═════ Excerpt

Imo the debate over violent video games is one that doesn’t even belong within the context of US society given the militaristic culture, lax gun laws and aggressive undertones. It’s outright hypocrisy to blame game studios when the US government itself produces and distributes its own course in murder, namely “America’s Army”. A game that aims to provide ultra-realism and is as far as I know still available in recruitment offices and thru official channels. No one would raise any eyebrows if the game got shared by a recruiter or career officer visiting a US school, handing it to “Little Johnny.” Not to mention the real deal and the actual America’s army that is out killing men, women and children every day in exotic places around the world.
No this is all patriotic of course, because that kind of violence can be harnessed and turned into a foreign land grab. And if anyone playing America’s Army or actually being a member of the US military complex goes on a killing spree, it will all be blamed on Halo or GTA. Bottom line is that opposition to the system is never encouraged, while any type of vile and extreme attitudes, as long as they serve the powers that be, will get a pat on the head. Killing cops (the system) = bad. Killing dark hordes of foreign peoples = good. If American politicians really wanted to improve their society they ought to look at the number one desensitizing feature. I.e. the more or less perpetual expansion wars that the US has been involved in during the last 110 years or so and the culture it breeds. But I guess that is beyond the realm of acceptable topics in the US today.

══════════
═════ Entries

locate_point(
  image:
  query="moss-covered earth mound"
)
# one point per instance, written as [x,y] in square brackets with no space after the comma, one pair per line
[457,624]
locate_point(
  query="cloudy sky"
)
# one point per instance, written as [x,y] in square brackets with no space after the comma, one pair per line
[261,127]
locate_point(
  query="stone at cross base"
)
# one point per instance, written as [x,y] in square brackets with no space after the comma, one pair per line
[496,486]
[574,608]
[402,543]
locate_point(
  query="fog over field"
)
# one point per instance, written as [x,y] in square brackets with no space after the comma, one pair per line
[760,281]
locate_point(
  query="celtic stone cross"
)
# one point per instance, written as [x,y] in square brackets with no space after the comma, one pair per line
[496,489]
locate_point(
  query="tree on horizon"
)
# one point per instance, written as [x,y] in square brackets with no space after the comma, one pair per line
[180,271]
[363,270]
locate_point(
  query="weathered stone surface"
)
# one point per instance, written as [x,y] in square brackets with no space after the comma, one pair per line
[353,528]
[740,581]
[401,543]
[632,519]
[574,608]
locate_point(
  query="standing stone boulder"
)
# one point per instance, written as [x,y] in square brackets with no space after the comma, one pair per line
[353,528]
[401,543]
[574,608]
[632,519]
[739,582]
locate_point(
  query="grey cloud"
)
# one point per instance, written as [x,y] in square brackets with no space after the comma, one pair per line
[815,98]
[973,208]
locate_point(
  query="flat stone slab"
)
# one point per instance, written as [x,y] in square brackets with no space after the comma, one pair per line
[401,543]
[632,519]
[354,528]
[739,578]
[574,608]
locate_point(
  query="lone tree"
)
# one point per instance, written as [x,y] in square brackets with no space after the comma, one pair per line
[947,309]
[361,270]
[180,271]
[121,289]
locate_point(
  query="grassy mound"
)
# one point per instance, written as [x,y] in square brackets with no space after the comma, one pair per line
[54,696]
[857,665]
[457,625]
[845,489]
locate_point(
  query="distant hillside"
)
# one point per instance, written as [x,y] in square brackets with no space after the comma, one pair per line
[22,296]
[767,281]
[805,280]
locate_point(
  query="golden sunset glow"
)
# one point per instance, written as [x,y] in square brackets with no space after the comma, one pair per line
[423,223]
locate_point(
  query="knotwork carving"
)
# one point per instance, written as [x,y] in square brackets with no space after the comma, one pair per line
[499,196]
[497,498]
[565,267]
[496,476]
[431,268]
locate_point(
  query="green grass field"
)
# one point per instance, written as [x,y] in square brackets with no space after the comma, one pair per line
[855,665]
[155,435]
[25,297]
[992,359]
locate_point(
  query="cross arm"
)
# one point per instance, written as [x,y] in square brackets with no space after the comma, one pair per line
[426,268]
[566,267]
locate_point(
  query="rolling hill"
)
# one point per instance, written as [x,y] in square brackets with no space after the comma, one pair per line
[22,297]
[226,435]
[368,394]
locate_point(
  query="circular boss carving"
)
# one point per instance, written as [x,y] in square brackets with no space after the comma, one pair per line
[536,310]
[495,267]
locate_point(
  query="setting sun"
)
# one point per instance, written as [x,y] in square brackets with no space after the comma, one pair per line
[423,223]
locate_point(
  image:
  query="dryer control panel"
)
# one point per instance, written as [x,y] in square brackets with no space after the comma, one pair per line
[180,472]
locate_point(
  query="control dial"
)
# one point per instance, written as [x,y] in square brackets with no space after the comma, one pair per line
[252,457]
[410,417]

══════════

What you need to do.
Continue the comment on violent video games and American military culture, starting after its final sentence. The records are separate material and are not connected to the text.

Expected answer.
Go ahead, blame video games. For me this remains an integral part of how power is conserved with a minority in society that thinks up spectres like “video game violence” in order to cover up their own shortcomings and failures. Failures that are sometimes even meant to be as they provide the legitimacy for a central power to exist in its current form. These “deviants” become something that serves a vital social function in that moral boundaries and a conforming population are maintained.